_Point localization data:_

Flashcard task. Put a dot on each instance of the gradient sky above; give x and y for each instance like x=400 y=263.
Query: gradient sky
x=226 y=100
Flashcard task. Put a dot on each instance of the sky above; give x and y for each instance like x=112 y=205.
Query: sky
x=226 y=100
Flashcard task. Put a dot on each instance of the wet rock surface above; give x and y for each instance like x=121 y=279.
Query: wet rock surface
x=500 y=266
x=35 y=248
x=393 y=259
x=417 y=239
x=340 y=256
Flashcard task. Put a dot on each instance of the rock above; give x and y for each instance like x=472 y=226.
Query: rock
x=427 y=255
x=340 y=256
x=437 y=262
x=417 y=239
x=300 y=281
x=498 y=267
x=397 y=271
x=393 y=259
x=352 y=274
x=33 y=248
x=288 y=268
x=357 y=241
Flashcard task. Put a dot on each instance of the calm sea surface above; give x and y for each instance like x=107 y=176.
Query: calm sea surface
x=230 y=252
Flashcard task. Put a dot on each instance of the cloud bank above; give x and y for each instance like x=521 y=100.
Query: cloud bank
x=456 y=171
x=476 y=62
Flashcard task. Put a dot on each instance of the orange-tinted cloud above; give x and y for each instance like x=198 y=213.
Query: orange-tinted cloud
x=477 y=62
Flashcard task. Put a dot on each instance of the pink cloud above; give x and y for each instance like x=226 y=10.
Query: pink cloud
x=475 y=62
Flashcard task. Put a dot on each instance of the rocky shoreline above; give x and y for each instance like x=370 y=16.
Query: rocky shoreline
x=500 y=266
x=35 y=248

_Required work:_ Output, from the data above, the lines from the line with "Flashcard task. Put a dot on each instance of the orange-tinted" to the line with "Flashcard task. Put a dot on each instance of the rocky" exactly as they stand, both ends included and nothing else.

_Answer box:_
Flashcard task. Put a dot on each instance of the orange-tinted cloud above; give x and y for each instance like x=198 y=213.
Query: orange-tinted cloud
x=477 y=62
Flashcard task. Put a dot on each instance of the pink cloud above; give x and y for each instance like x=226 y=10.
Query: pink cloud
x=475 y=62
Flashcard task. Put a dot on each instance of the rocky shoreline above; give x and y for each instance like x=370 y=16.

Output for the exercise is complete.